(Location identification listing)
- - -

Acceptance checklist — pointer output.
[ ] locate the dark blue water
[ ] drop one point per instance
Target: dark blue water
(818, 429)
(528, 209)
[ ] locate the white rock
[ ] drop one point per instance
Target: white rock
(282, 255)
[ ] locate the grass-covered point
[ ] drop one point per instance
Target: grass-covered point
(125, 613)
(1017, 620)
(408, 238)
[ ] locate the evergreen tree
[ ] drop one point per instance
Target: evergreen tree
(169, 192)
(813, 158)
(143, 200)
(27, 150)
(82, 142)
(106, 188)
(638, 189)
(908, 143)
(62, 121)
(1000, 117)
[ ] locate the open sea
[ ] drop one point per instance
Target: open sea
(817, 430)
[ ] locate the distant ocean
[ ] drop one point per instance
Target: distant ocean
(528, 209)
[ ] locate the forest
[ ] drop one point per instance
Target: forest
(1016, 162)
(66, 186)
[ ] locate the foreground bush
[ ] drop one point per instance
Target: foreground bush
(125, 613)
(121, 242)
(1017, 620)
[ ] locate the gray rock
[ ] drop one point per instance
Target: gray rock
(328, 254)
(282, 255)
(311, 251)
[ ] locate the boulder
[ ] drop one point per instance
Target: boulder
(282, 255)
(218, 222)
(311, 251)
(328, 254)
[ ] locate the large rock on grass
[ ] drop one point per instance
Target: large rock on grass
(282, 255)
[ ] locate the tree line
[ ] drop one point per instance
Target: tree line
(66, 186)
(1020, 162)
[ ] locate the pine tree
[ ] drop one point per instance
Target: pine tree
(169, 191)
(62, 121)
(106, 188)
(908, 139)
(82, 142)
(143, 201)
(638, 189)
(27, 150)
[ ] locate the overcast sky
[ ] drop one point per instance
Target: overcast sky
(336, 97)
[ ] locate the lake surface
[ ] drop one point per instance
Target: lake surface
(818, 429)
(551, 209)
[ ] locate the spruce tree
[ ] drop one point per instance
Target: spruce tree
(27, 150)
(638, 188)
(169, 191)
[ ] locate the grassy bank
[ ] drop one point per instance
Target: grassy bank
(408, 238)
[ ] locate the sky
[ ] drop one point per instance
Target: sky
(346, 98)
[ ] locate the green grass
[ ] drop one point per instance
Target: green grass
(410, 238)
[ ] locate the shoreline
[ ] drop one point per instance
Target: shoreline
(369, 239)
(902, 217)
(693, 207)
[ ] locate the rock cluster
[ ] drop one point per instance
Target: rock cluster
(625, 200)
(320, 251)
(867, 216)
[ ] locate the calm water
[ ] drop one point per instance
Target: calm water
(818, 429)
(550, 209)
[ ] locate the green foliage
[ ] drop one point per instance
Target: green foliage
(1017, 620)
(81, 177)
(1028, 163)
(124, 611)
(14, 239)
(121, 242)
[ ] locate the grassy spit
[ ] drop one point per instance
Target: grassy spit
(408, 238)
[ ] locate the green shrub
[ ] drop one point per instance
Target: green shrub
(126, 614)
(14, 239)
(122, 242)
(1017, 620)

- - -

REQUIREMENTS: Reproduce the entire listing above word for word, keeping every line in its original order.

RESPONSE FOR THIS EXERCISE:
Acceptance checklist — pointer output.
[ ] locate the dark blue water
[ ] drop one point per instance
Target: dark blue water
(818, 429)
(528, 209)
[ ] locate the white rock
[ ] drop one point per instance
Target: white rock
(282, 255)
[ ] locate the grass-covered point
[ ] drop one point per instance
Target: grass-covered point
(125, 613)
(1017, 620)
(408, 238)
[ ] locate the evergreen tree
[ ] drop one point per instance
Target: evergreen tree
(169, 192)
(813, 158)
(143, 200)
(27, 150)
(82, 142)
(106, 188)
(638, 189)
(908, 143)
(62, 121)
(1000, 117)
[ ] locate the open sea
[ ] drop one point per instance
Target: open sea
(817, 430)
[ ] locate the distant ocean
[ ] drop one point per instance
Target: distant ocean
(528, 209)
[ ] locate the forest
[ ] drop one point per instance
Target: forest
(1016, 162)
(66, 186)
[ ] locate the foreground bush
[ ] drop one point per instance
Target: foreground bush
(125, 613)
(121, 242)
(1017, 620)
[ ] locate the gray rock
[ ] drop one point per instance
Target: gray rock
(328, 254)
(282, 255)
(311, 251)
[ ] locate the boulder
[ ] drop one point per instance
Target: boulder
(282, 255)
(218, 222)
(311, 251)
(328, 254)
[ ] locate the large rock on grass
[ ] drop one point per instance
Target: large rock on grass
(282, 255)
[ ] locate the tree line
[ ] drop one point per instance
Target: tree line
(66, 186)
(1020, 162)
[ ] locate the pine tree
[ ] drop one point per instance
Target: pine tree
(169, 191)
(62, 121)
(106, 188)
(908, 139)
(82, 142)
(143, 201)
(638, 189)
(27, 150)
[ ] locate the overcast sky
[ ] drop one point per instance
Target: overcast sky
(336, 97)
[ ] locate the lake surface
[ ] drop one point per instance
Target: lake surface
(818, 429)
(551, 209)
[ ] locate the spruce tree
[ ] drop one point per instance
Target: spruce tree
(27, 150)
(638, 188)
(169, 191)
[ ] locate the grassy bank
[ ] drop one point per instance
Target: grassy bank
(408, 238)
[ ] locate the sky
[ ] drop one point per instance
Target: sky
(346, 98)
[ ] locate the green grass
[ ] drop one point per instance
Target: green grass
(410, 238)
[ ] locate the shoreline
[ ] drop one point per instance
Target: shoreline
(369, 239)
(902, 217)
(693, 207)
[ ] locate the rock cluster
[ ] drop one point per instance
Target: rock cluster
(625, 200)
(320, 251)
(867, 216)
[ ] locate the calm water
[ ] drop one point per instance
Target: calm water
(818, 429)
(550, 209)
[ ] locate the green foliage
[ ] drop one point per instance
Target: green foliage
(1017, 620)
(81, 177)
(1028, 163)
(124, 611)
(14, 239)
(121, 242)
[ ] locate the grassy spit
[ ] drop one point per instance
Target: grassy spit
(408, 238)
[ ] locate the green shrub
[ ] drop one point per instance
Target: green shrub
(126, 614)
(14, 239)
(122, 242)
(1017, 620)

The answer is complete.